* _What the task requires_
Would you output the whole listing below, exactly as it reads?

* _Input for this task_
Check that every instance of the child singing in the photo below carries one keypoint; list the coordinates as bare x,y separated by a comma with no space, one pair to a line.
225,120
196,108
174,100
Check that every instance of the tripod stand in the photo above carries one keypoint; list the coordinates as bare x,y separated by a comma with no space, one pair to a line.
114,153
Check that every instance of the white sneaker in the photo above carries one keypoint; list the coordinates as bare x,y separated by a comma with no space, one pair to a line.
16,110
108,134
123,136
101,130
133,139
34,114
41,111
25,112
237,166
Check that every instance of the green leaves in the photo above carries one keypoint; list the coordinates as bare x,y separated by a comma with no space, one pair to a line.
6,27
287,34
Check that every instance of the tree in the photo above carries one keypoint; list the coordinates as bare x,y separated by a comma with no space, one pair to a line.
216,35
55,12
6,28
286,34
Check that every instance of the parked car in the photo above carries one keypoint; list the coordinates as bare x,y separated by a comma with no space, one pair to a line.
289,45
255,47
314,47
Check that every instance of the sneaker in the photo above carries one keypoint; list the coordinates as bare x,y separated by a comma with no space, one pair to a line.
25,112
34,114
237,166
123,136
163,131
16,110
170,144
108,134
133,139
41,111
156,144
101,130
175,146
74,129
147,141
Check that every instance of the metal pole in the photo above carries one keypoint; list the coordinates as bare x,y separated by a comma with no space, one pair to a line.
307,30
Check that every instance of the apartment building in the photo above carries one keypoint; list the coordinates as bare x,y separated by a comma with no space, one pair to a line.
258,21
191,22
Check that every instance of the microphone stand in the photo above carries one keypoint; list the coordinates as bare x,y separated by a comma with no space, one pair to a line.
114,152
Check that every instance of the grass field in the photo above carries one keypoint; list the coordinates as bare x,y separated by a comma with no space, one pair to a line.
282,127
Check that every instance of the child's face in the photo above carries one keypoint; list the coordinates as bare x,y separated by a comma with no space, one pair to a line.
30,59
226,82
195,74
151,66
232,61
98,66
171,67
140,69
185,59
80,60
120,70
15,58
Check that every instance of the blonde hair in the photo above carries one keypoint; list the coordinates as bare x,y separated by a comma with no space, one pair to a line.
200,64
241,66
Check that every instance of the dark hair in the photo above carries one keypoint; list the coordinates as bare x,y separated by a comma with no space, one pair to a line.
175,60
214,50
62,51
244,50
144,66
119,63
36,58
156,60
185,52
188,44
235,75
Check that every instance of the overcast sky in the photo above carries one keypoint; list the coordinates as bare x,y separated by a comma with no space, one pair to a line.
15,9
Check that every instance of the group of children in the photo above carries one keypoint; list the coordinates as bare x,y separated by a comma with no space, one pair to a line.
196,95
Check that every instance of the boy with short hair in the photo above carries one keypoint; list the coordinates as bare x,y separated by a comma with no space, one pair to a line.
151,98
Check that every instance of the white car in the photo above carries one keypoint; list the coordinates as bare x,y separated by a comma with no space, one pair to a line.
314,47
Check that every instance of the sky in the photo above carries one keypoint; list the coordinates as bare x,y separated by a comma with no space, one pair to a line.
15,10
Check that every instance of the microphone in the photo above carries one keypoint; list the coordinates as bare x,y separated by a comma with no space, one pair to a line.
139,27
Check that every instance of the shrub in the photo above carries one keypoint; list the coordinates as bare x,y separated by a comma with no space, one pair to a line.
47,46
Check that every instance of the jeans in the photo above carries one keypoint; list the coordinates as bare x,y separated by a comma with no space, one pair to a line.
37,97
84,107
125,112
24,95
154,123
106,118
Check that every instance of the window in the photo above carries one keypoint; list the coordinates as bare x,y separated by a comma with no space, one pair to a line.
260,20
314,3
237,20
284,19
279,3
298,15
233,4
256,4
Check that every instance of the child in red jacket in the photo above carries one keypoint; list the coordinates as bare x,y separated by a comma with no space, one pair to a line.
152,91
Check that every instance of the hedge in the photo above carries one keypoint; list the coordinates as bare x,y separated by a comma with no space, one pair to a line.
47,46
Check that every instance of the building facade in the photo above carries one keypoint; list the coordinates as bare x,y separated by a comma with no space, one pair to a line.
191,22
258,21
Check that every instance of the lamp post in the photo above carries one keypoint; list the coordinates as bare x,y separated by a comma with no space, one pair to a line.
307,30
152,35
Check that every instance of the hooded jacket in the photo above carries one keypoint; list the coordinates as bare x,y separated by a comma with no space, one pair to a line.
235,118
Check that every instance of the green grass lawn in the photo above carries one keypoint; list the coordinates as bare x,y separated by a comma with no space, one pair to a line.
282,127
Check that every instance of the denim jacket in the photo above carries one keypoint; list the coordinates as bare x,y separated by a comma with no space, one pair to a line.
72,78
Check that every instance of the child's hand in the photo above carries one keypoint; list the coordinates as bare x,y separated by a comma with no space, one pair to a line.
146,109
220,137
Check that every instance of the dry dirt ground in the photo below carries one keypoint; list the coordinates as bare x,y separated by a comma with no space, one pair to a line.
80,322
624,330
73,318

* _Problem solution_
Check that every instance of the child singing in the photo below carries one keypoint; list the coordinates as bare x,y separated by a comma with no space, one pair to a line.
225,120
196,108
174,100
Check that every instance of the tripod stand in the photo above carries one keypoint; list the coordinates as bare x,y separated by a comma with no space, one pair to a line.
114,153
Check that every instance of the white sneaker in the photo above carries one keypoint; list the coordinates as bare x,y separated by a comma with no space, one pair to a line.
16,110
108,134
123,136
101,130
133,139
34,114
41,111
25,112
237,166
Check that every instance of the green leaves in the photo above carries one keypoint; list the coordinates as bare x,y separated by a comma with no space, one pair to a line.
6,27
287,34
Check that every instance of the tree in the photo above carries one keypoint; list the coordinates as bare x,y separated by a comma with no space, one pair to a line.
216,35
55,12
6,28
286,34
Check that every instance of the parked car in the photo above carries one keypoint; list the coordinates as bare x,y separated by a comma with no space, one pair to a line.
289,45
255,47
314,47
Check that every instance of the sneaker in the photo above carries one keypoint; list the coordinates as bare x,y separated by a comma with no space, one pair to a line.
25,112
34,114
237,166
123,136
163,131
16,110
170,144
108,134
133,139
41,111
156,144
101,130
175,146
74,129
147,141
Check that every instance of the metal pole in the photo above carries one keypoint; list the coordinates as bare x,y separated by a comma with no space, one pair to a line.
307,30
Check that every instance of the apartment building in the photo above carries one keypoint; list the coordinates as bare x,y separated by a comma with no space, one pair to a line.
258,21
191,22
Check that every instance of the microphone stand in the photo above carries one keypoint; list the coordinates as bare x,y separated by a comma with no space, one pair to a line.
114,152
Check that every instance of the grass field in the photo above carries one keypoint; list the coordinates as bare x,y separated by a comma with no space, one pair to a line.
282,127
Check that every instance of the child's face in the photo above carries one keypoint; list the coordinates as bare x,y separated by a comma with no space, one pair to a line.
30,59
226,82
195,74
151,66
232,61
98,66
171,67
140,69
185,59
80,60
120,70
15,58
Check that every instance of the blonde hair in the photo above carries one keypoint; list the coordinates as bare x,y separated by a comma with no space, one pair to a line.
200,64
241,66
Check that every instance of the dark hair in the photo above carries one keypoint; list the coordinates as bare x,y separated by a comma with no space, one pair to a line.
175,60
214,50
62,51
244,50
144,66
119,63
36,58
156,60
185,52
188,44
235,75
Check that every instance of the overcast sky in the photo above carries one keypoint; list the coordinates as bare x,y separated by a comma with no space, one pair to a line.
15,9
Check that every instance of the group of children in the photo above carries one keypoint; list the coordinates as bare x,y separated by a comma with no space, one pair to a line.
196,95
Check that every instance of the boy with short hair in the photo above carries one keypoint; list the coordinates as bare x,y separated by a comma with no space, one pair to a line.
151,98
Check that every instance of the white car in the photo above carries one keypoint; list the coordinates as bare x,y separated by a comma with no space, one pair to a line.
314,47
Check that every instance of the sky in the photo above carries one keypoint; list the coordinates as bare x,y separated by a comma with no space, one pair to a line.
15,10
Check that every instance of the microphone in the photo above carries one keypoint; list the coordinates as bare x,y separated by a comma with no space, one pair to a line.
139,27
Check that every instance of the shrub in the photo above carries one keypoint; list the coordinates as bare x,y separated by a comma with no space, one pair to a line.
47,46
Check that every instance of the jeans in the photo above carries one keypoint; list the coordinates as bare x,y separated by a comma with no space, one pair to a line.
37,97
84,107
125,112
24,95
154,123
106,118
Check that every instance of the window in the photo above carries one keypoint; list the coordinates as bare x,y separated by a comma with no space, one pair to a line.
260,20
314,3
237,20
284,19
279,3
298,15
233,4
256,4
Check that every instance of the child in red jacket in the photo above carries one keypoint; list the coordinates as bare x,y separated by a comma with no space, one pair to a line.
152,91
Check that every instance of the hedge in the photo above carries one keypoint; list the coordinates as bare x,y separated by a comma with no space, one pair to a line.
47,46
Check that every instance of the building facade in the photo above carries one keypoint; list the coordinates as bare x,y separated by a comma with no space, one pair to a line.
191,22
258,21
Check that every instance of the lamp post in the photo above carries one keypoint; list the coordinates as bare x,y separated by a comma with no space, one pair to a line.
307,30
152,35
Check that every instance of the hooded jacket in the photo above carries one keypoint; list the coordinates as bare x,y separated by a comma with no space, one pair to a line.
235,118
Check that every instance of the green grass lawn in the photo above carries one keypoint; list the coordinates as bare x,y separated by a comma with no space, one pair to a line.
282,127
Check that every instance of the denim jacket in the photo above carries one keypoint; list the coordinates as bare x,y separated by a comma with no space, one pair to a line.
72,78
Check that every instance of the child's hand in the photo above carries one keypoint; list the coordinates as bare x,y separated by a comma with no space, one pair to a line.
146,109
220,137
Check that every instance of the dry dirt ground in the photo below carries one keypoint; list the coordinates as bare x,y separated by a comma with no space, one pair to a line.
80,322
624,330
73,318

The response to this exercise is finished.